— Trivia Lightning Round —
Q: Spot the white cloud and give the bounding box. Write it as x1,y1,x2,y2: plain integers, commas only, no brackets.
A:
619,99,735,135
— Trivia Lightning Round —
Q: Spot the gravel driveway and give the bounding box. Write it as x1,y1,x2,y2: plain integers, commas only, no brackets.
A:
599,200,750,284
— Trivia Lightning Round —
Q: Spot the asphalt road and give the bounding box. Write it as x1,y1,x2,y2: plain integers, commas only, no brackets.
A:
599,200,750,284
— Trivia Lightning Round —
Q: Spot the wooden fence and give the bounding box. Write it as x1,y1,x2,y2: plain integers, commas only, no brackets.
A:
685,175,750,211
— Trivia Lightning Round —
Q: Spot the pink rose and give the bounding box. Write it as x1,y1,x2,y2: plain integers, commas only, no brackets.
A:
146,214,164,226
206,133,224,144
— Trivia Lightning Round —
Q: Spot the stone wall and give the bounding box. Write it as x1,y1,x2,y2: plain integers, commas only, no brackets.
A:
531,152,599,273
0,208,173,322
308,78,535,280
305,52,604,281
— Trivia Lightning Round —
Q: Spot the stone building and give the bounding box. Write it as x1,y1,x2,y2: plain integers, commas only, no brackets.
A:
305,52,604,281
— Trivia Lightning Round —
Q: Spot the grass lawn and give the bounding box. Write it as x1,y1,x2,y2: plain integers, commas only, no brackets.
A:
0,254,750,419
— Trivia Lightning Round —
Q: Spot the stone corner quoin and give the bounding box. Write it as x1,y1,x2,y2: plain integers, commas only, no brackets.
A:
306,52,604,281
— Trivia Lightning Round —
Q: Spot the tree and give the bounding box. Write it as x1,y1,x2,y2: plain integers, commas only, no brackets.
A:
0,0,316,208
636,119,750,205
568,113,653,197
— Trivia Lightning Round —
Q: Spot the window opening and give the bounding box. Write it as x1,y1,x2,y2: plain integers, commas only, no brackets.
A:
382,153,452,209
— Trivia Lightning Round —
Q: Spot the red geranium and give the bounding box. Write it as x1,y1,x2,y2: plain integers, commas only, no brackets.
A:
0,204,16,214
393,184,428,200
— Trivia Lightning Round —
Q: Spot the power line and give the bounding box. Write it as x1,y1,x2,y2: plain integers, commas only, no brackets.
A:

——————

== WHAT IS ASKED ==
Write all of the records out again exactly.

== REPLY TO THE EXERCISE ==
— Trivia Lightning Round —
Q: Spot the white cloud and give the bounding box. Write it as x1,y1,x2,y2: plain integers, commas only, no brackets.
A:
619,99,735,135
— Trivia Lightning Round —
Q: Spot the gravel driveway and give the bounding box. Write it as x1,y1,x2,y2: plain integers, commas only, no brackets.
A:
599,200,750,284
— Trivia Lightning Round —
Q: Spot the asphalt road and give the bounding box. Write it as x1,y1,x2,y2: plain integers, commas only, no brackets.
A:
599,200,750,284
— Trivia Lightning Round —
Q: Spot the wooden fence and give the bounding box. Write it as x1,y1,x2,y2: plain integers, commas only, no brackets.
A:
685,175,750,211
— Trivia Lightning Round —
Q: Spot the pink rose and give the bounding box. Write it as x1,y1,x2,y2: plain integers, commas only, no brackets.
A:
146,214,164,226
206,133,224,144
— Trivia Lightning Round —
Q: Spot the stone wall and give the bounding box. Write it as x1,y1,x2,y2: plain integers, commas only, no brackets.
A:
531,152,599,273
0,208,173,322
308,78,535,280
305,52,604,281
— Trivia Lightning Round —
Q: Spot the stone building and give the bounding box. Write it as x1,y1,x2,y2: plain integers, commas only, no brackets.
A:
305,52,604,281
— Trivia Lightning Round —
Q: Spot the grass lawn and give the bounding box. Write it as x1,y1,x2,y2: plain integers, commas only, no brackets.
A:
0,254,750,419
— Trivia Lightning Round —
Q: Spot the stone corner quoin and give the bounding box. Write it as x1,y1,x2,y2: plain integers, commas only, no brackets.
A:
306,52,604,281
— Trivia Lightning Round —
Q: Spot the tree and give the bounding box. Write it as x1,y1,x2,y2: plain integers, commas only, no brackets.
A:
0,0,316,208
636,119,750,205
568,113,653,197
— Trivia Lightning Round —
Q: Spot the window opening and give the bounding box. Write it as x1,y1,x2,y2: plain integers, commas only, no brackets.
A:
382,153,452,209
— Trivia Lightning Round —
Q: Spot the red geranium and give the bounding box. Write it as x1,y1,x2,y2: plain integers, commas only, no brackets.
A:
0,204,16,214
393,184,428,200
— Trivia Lightning Round —
Q: Spot the power line and give the bounding box. Write it as x1,y1,x2,y2: plain integers, commas only, no brackets.
A:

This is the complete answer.